Passage to read START
ALBERTO PEPE

Newton & Helen Mayer Harrison

Newton & Helen Mayer Harrison have worked for over thirty years with biologists, ecologists and urban planners to initiate collaborative dialogues to uncover ideas and solutions which support biodiversity and community development.

They just gave a talk at UC Irvine (also broadcasted at UCLA) as part of a biweekly seminar I am part of on human complex systems. Their talk was titled “Public Culture and Sustainable Practices: Peninsula Europe from an ecodiversity perspective, posing questions to Complexity Scientists”. They introduced their work on Peninsula Europe, focusing on watershed restoration and global warming, Future Garden, on endangered meadows, the Serpentine Lattice, on the reclamation and preservation of the forests of Pacific Northwest, and the the Green Heart Vision, an urban planning project that prevented construction of 650,000 houses in the Groene Hart area in Holland.

The Harrisons are artists. But they use art to drive ecological and cultural change. Their work necessarily blends urban planning, sociology, anthropology, ecology, biology, and poetry for the study of human, cultural and ecological systems and their interaction. They are historians, diplomats, ecologists, investigators, emissaries and art activists.

And their talks are fun to watch. They are old school. Yes, a bit clumsy when using digital devices. And they talk a lot at the same time, interrupting each other - it’s like a talk show. But their words are beautiful.

When asked about his political views in the light of U.S. presidential elections, Newton Harrison referred to politics as the “lowest order of collective behavior”. Genius.
Passage to read END
Data for review START
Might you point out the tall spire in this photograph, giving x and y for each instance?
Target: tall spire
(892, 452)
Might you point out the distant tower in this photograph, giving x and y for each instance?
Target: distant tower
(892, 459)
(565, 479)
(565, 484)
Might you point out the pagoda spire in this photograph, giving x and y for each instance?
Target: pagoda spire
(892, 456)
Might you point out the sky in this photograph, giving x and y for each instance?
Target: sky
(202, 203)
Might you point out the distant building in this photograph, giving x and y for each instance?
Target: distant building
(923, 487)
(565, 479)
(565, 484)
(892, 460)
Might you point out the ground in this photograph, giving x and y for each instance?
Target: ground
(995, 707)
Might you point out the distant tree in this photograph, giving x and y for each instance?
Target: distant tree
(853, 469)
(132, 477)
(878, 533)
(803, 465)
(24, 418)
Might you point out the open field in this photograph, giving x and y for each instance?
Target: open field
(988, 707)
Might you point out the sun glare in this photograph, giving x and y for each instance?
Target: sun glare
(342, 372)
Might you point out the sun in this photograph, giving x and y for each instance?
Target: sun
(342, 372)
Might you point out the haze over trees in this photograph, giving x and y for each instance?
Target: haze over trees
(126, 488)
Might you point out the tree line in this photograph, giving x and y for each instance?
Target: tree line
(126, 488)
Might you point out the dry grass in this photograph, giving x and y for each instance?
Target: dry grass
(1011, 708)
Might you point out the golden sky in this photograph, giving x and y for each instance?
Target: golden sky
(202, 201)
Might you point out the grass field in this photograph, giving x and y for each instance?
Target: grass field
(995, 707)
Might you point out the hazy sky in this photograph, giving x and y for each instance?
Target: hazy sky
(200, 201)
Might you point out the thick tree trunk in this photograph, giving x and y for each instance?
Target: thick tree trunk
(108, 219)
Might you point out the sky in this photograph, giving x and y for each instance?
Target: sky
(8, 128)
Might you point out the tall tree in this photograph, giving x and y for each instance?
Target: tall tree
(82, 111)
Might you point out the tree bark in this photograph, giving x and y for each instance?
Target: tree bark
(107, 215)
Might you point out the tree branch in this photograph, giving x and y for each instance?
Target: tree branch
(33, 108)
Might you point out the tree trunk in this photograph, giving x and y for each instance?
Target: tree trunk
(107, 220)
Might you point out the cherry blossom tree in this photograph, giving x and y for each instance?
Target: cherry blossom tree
Data for review END
Work instruction ▸
Copy the piece on Newton & Helen Mayer Harrison word for word, from "The Harrisons are" up to and including "and art activists.".

Solution to the problem ▸
The Harrisons are artists. But they use art to drive ecological and cultural change. Their work necessarily blends urban planning, sociology, anthropology, ecology, biology, and poetry for the study of human, cultural and ecological systems and their interaction. They are historians, diplomats, ecologists, investigators, emissaries and art activists.